Written problem |
Convert every row below into a JSON list of strings, with each line as its own string and blank lines omitted.

*** Information given

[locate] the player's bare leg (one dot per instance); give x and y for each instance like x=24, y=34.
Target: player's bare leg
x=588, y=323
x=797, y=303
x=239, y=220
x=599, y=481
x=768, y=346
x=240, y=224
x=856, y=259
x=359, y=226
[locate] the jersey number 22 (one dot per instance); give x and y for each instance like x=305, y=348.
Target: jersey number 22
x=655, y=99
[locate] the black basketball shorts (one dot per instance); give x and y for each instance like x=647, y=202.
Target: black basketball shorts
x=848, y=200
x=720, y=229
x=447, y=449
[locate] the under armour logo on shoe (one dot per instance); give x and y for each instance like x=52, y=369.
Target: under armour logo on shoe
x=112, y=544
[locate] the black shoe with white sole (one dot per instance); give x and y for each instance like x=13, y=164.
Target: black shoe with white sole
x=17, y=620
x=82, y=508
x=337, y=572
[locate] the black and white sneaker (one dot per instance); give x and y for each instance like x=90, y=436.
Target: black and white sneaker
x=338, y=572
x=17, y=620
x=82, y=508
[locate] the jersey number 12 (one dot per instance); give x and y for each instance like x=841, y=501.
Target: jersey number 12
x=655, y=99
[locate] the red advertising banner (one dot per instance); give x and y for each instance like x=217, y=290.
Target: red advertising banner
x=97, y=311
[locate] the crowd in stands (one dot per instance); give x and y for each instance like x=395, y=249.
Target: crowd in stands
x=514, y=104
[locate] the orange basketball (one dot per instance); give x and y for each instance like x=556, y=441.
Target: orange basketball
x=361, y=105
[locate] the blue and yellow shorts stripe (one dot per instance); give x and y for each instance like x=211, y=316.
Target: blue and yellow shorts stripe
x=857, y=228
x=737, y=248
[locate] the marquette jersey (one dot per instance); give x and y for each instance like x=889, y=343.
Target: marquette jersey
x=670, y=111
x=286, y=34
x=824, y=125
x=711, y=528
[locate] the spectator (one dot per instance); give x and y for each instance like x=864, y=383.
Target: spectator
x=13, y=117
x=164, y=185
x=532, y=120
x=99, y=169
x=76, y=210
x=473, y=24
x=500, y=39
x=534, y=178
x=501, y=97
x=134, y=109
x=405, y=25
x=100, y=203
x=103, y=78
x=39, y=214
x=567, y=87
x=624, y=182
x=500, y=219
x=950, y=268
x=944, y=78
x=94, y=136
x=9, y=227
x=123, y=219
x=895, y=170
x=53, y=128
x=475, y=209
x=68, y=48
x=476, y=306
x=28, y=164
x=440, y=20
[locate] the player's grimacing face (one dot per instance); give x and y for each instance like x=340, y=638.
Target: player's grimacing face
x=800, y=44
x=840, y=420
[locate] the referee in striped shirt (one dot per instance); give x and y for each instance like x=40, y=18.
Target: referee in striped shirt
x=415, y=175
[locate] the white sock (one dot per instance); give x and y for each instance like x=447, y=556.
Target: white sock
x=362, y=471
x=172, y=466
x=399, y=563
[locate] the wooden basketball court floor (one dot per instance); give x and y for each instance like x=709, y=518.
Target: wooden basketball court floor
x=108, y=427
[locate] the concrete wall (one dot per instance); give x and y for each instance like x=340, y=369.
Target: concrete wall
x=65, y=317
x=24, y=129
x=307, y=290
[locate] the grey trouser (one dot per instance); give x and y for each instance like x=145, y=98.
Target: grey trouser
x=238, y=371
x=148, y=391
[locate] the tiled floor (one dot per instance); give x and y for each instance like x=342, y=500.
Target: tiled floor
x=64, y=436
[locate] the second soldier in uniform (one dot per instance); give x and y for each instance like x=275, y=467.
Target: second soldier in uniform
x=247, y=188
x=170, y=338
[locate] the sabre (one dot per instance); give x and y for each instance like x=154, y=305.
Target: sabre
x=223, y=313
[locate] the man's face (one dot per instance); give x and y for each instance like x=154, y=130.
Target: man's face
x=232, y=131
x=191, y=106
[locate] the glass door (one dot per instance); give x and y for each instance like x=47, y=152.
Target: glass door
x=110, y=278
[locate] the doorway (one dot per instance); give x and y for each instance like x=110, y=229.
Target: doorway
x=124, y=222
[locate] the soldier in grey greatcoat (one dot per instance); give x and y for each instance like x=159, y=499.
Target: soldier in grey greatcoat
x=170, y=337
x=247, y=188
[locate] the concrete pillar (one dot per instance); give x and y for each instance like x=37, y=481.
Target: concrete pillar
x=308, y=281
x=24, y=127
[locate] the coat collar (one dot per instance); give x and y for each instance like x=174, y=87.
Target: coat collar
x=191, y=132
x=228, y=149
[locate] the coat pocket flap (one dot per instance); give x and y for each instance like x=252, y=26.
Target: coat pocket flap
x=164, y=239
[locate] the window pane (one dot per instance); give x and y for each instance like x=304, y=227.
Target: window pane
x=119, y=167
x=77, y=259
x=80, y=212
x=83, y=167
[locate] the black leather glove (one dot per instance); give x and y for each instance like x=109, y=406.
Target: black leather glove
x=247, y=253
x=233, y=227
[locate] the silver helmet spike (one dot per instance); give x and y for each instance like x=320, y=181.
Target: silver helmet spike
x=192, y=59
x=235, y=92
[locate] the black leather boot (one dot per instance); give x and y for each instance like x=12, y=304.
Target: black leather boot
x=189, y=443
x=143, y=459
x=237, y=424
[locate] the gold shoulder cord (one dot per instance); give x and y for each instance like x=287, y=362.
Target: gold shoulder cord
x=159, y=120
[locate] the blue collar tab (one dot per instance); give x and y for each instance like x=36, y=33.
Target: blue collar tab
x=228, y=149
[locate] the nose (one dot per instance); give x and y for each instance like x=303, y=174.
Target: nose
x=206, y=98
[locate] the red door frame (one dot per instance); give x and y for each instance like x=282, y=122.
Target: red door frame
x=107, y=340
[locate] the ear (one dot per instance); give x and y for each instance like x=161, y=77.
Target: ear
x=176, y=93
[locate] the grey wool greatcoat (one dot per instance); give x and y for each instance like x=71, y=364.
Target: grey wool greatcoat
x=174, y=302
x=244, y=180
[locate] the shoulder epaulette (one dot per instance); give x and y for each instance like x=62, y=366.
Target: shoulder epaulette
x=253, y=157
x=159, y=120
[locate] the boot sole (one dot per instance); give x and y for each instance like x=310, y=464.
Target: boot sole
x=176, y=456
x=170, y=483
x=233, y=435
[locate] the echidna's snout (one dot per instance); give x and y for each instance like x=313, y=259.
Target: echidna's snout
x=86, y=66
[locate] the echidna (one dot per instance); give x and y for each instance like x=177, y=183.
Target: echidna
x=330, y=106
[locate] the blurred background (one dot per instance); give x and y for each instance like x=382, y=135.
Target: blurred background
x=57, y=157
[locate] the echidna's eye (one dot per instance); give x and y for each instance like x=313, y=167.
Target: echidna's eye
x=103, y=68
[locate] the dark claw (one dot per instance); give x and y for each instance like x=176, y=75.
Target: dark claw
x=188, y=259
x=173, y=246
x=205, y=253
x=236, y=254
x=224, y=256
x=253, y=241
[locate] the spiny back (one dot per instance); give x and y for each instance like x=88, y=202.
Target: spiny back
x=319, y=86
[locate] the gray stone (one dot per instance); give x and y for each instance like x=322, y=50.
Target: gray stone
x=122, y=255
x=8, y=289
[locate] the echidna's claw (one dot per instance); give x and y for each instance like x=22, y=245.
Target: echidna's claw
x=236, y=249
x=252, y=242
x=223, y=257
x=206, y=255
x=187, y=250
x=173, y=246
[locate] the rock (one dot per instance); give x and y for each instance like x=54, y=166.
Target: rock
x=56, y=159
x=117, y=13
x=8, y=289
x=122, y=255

******

Full output |
[
  "[locate] the player's bare leg (one dot per instance); give x and y for each instance like x=24, y=34.",
  "Target: player's bare leg",
  "x=588, y=323",
  "x=797, y=303",
  "x=239, y=220",
  "x=599, y=481",
  "x=768, y=346",
  "x=240, y=224",
  "x=856, y=259",
  "x=359, y=226",
  "[locate] the jersey number 22 (one dot per instance); give x and y for each instance like x=305, y=348.",
  "Target: jersey number 22",
  "x=655, y=99",
  "[locate] the black basketball shorts (one dot per instance); give x and y for each instance like x=647, y=202.",
  "Target: black basketball shorts",
  "x=848, y=200",
  "x=720, y=229",
  "x=447, y=449",
  "[locate] the under armour logo on shoe (one dot per instance); give x and y for each instance like x=52, y=369.",
  "Target: under armour logo on shoe",
  "x=112, y=544",
  "[locate] the black shoe with white sole (one dot per instance); give x and y for each instance like x=13, y=164.",
  "Target: black shoe with white sole",
  "x=17, y=620",
  "x=82, y=508",
  "x=337, y=572",
  "[locate] the black and white sneaker (one dot per instance); give x and y for each instance like x=90, y=436.",
  "Target: black and white sneaker",
  "x=338, y=572",
  "x=17, y=620",
  "x=82, y=508",
  "[locate] the jersey number 12 (one dot per instance); give x and y for each instance like x=841, y=501.",
  "Target: jersey number 12",
  "x=655, y=99",
  "[locate] the red advertising banner (one dot per instance); give x and y for each instance like x=217, y=290.",
  "Target: red advertising banner",
  "x=97, y=311",
  "[locate] the crowd in stands (one dot per instance); give x and y for each instance like x=395, y=249.",
  "Target: crowd in stands",
  "x=514, y=104",
  "[locate] the orange basketball (one dot per instance); give x and y for each instance like x=556, y=441.",
  "Target: orange basketball",
  "x=361, y=105",
  "[locate] the blue and yellow shorts stripe (one dot per instance); give x and y for each instance like x=211, y=316.",
  "Target: blue and yellow shorts stripe",
  "x=857, y=228",
  "x=737, y=248",
  "[locate] the marquette jersey (one dot per instance); give x and y for each instance like x=889, y=343.",
  "Target: marquette jersey",
  "x=670, y=111",
  "x=286, y=34",
  "x=824, y=125",
  "x=711, y=528",
  "[locate] the spectator (one dot per instance); give x and y for each instance like x=864, y=383.",
  "Target: spectator",
  "x=13, y=117",
  "x=164, y=185",
  "x=532, y=120",
  "x=99, y=169",
  "x=76, y=210",
  "x=473, y=24",
  "x=500, y=39",
  "x=534, y=178",
  "x=501, y=97",
  "x=134, y=109",
  "x=405, y=25",
  "x=100, y=203",
  "x=103, y=78",
  "x=39, y=214",
  "x=567, y=87",
  "x=624, y=182",
  "x=500, y=219",
  "x=950, y=268",
  "x=944, y=78",
  "x=94, y=136",
  "x=9, y=227",
  "x=123, y=219",
  "x=895, y=170",
  "x=53, y=128",
  "x=475, y=209",
  "x=68, y=48",
  "x=476, y=306",
  "x=28, y=164",
  "x=440, y=20",
  "[locate] the player's grimacing face (one dot per instance); give x and y for each instance like x=340, y=638.",
  "Target: player's grimacing face",
  "x=800, y=44",
  "x=840, y=420",
  "[locate] the referee in striped shirt (one dot per instance); give x and y for each instance like x=40, y=18.",
  "Target: referee in striped shirt",
  "x=415, y=175",
  "[locate] the white sock (one dot per instance); give x and y for each instance like x=447, y=556.",
  "Target: white sock",
  "x=362, y=471",
  "x=172, y=466",
  "x=399, y=563",
  "[locate] the wooden basketball court floor (one dot per instance); give x and y for each instance like x=709, y=518.",
  "Target: wooden basketball court floor",
  "x=108, y=427",
  "[locate] the concrete wall (one dot per instance); give x and y for each instance like x=340, y=369.",
  "Target: concrete wall",
  "x=65, y=317",
  "x=24, y=129",
  "x=307, y=290",
  "[locate] the grey trouser (one dot per instance); give x and y for each instance like x=145, y=98.",
  "Target: grey trouser",
  "x=238, y=371",
  "x=148, y=391",
  "[locate] the tiled floor (one dot per instance); give x and y for each instance like x=342, y=500.",
  "Target: tiled floor",
  "x=64, y=436",
  "[locate] the second soldier in uniform (one dot per instance); give x and y for each instance like x=275, y=467.",
  "Target: second soldier in uniform",
  "x=247, y=188",
  "x=170, y=338",
  "[locate] the sabre (one dot per instance); give x and y for each instance like x=154, y=305.",
  "Target: sabre",
  "x=223, y=313",
  "[locate] the man's face (one dot per instance); give x and y for each instance like x=154, y=130.",
  "Target: man's face",
  "x=232, y=131",
  "x=191, y=106",
  "[locate] the glass door (one dot per instance); give x and y for each instance like x=47, y=152.",
  "Target: glass door",
  "x=110, y=278",
  "[locate] the doorway (one dot per instance); give x and y for each instance like x=110, y=229.",
  "Target: doorway",
  "x=124, y=222",
  "[locate] the soldier in grey greatcoat (one dot per instance); give x and y for each instance like x=159, y=499.",
  "Target: soldier in grey greatcoat",
  "x=170, y=337",
  "x=247, y=188",
  "[locate] the concrete pillar (one dot per instance); give x and y for each instance like x=37, y=481.",
  "Target: concrete pillar",
  "x=308, y=281",
  "x=24, y=127",
  "[locate] the coat collar (one dot per instance); give x and y for each instance like x=174, y=87.",
  "Target: coat collar",
  "x=191, y=132",
  "x=228, y=149",
  "[locate] the coat pocket flap (one dot per instance); give x and y for each instance like x=252, y=26.",
  "Target: coat pocket flap",
  "x=164, y=239",
  "[locate] the window pane (one dot per instance); give x and y for each instance like x=304, y=227.",
  "Target: window pane",
  "x=119, y=167",
  "x=77, y=259",
  "x=80, y=212",
  "x=83, y=167",
  "[locate] the black leather glove (one dot per instance); give x and y for each instance like x=109, y=406.",
  "Target: black leather glove",
  "x=247, y=253",
  "x=233, y=227",
  "[locate] the silver helmet spike (one dot per instance); give x and y for each instance like x=320, y=181.",
  "Target: silver helmet spike",
  "x=192, y=59",
  "x=235, y=92",
  "[locate] the black leather boot (one dot per instance); give x and y for each instance like x=12, y=304.",
  "Target: black leather boot",
  "x=189, y=443",
  "x=143, y=459",
  "x=237, y=424",
  "[locate] the gold shoulder cord (one dot per instance); give x and y for each instance like x=287, y=362.",
  "Target: gold shoulder cord",
  "x=159, y=120",
  "[locate] the blue collar tab (one dot per instance); give x and y for each instance like x=36, y=33.",
  "Target: blue collar tab",
  "x=228, y=149",
  "[locate] the nose (one dot per instance); give x and y for each instance like x=303, y=174.",
  "Target: nose",
  "x=206, y=98",
  "[locate] the red door frame (one dot per instance); give x and y for each instance like x=282, y=122.",
  "Target: red door frame",
  "x=107, y=340",
  "[locate] the ear (one dot per instance); give x and y for each instance like x=161, y=77.",
  "Target: ear",
  "x=176, y=93",
  "[locate] the grey wool greatcoat (one dot per instance); give x and y for each instance like x=71, y=364.",
  "Target: grey wool greatcoat",
  "x=174, y=302",
  "x=244, y=180",
  "[locate] the shoulder epaulette (one dot per instance); give x and y for each instance like x=62, y=366.",
  "Target: shoulder epaulette",
  "x=253, y=157",
  "x=159, y=120",
  "[locate] the boot sole (one dot per instance); give x and y for each instance like x=310, y=464.",
  "Target: boot sole",
  "x=176, y=456",
  "x=170, y=483",
  "x=233, y=435",
  "[locate] the echidna's snout (one dot per instance); give x and y for each instance like x=313, y=259.",
  "Target: echidna's snout",
  "x=86, y=66",
  "[locate] the echidna (one dot per instance); give x and y for each instance like x=177, y=183.",
  "Target: echidna",
  "x=330, y=106",
  "[locate] the blurred background (one dot per instance); give x and y for each instance like x=382, y=135.",
  "Target: blurred background",
  "x=57, y=157",
  "[locate] the echidna's eye (one dot per instance); give x and y for each instance like x=313, y=167.",
  "Target: echidna's eye",
  "x=103, y=68",
  "[locate] the dark claw (one dot per instance); give x and y for each instance like x=176, y=75.",
  "Target: dark claw",
  "x=188, y=259",
  "x=173, y=246",
  "x=205, y=253",
  "x=236, y=254",
  "x=224, y=256",
  "x=253, y=241",
  "[locate] the spiny back (one dot per instance); give x and y for each instance like x=88, y=202.",
  "Target: spiny back",
  "x=319, y=86",
  "[locate] the gray stone (one dot per instance); give x and y for each instance like x=322, y=50.",
  "Target: gray stone",
  "x=122, y=255",
  "x=8, y=289",
  "[locate] the echidna's claw (one dot per instance); give x and y for each instance like x=22, y=245.",
  "Target: echidna's claw",
  "x=236, y=249",
  "x=252, y=242",
  "x=223, y=257",
  "x=206, y=255",
  "x=187, y=250",
  "x=173, y=246",
  "[locate] the rock (one dot per instance); give x and y for each instance like x=54, y=166.",
  "Target: rock",
  "x=56, y=159",
  "x=117, y=13",
  "x=8, y=289",
  "x=122, y=255"
]